**Entries supplied:**

----

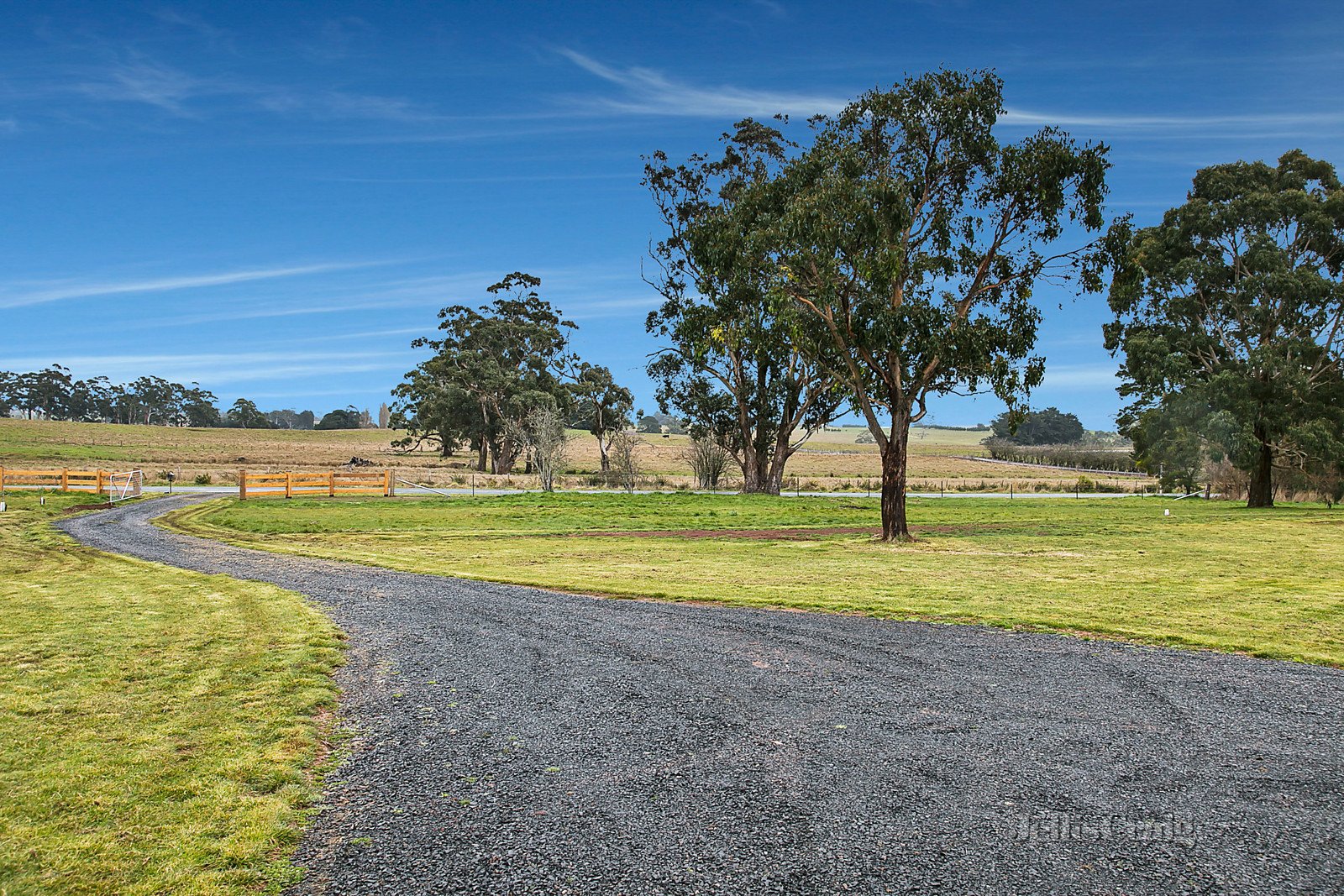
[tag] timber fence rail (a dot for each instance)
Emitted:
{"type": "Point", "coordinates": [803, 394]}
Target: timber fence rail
{"type": "Point", "coordinates": [62, 479]}
{"type": "Point", "coordinates": [291, 484]}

----

**Exercise prompt:**
Copy the listing above line for line, without changing anything, and leave out the picture.

**Finished task:**
[tag] timber fence rail (a dot for each instance)
Emitted:
{"type": "Point", "coordinates": [803, 394]}
Target: timber fence rail
{"type": "Point", "coordinates": [62, 479]}
{"type": "Point", "coordinates": [291, 484]}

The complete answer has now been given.